> **To do**
Return, exactly, the line that contains "hole rule even-odd" together with all lines after it to the end of the entries, and no further lines.

Stored dataset items
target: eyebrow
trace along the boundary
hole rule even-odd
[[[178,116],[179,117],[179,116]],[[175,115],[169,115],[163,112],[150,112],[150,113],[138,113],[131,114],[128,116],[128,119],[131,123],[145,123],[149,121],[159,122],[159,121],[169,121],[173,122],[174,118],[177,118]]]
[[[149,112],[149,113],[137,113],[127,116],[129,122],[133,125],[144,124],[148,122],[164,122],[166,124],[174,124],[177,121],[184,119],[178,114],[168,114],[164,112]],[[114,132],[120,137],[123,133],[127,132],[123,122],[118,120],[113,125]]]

> **Task result**
hole rule even-odd
[[[178,116],[179,117],[179,116]],[[175,115],[169,115],[163,112],[150,112],[150,113],[138,113],[131,114],[128,116],[128,119],[131,123],[145,123],[149,121],[159,122],[159,121],[169,121],[173,122],[174,118],[177,118]]]
[[[149,112],[149,113],[137,113],[127,116],[129,122],[133,125],[144,124],[148,122],[164,122],[166,124],[174,124],[177,121],[184,119],[178,114],[168,114],[164,112]],[[114,132],[120,137],[123,133],[127,132],[123,122],[118,120],[113,125]]]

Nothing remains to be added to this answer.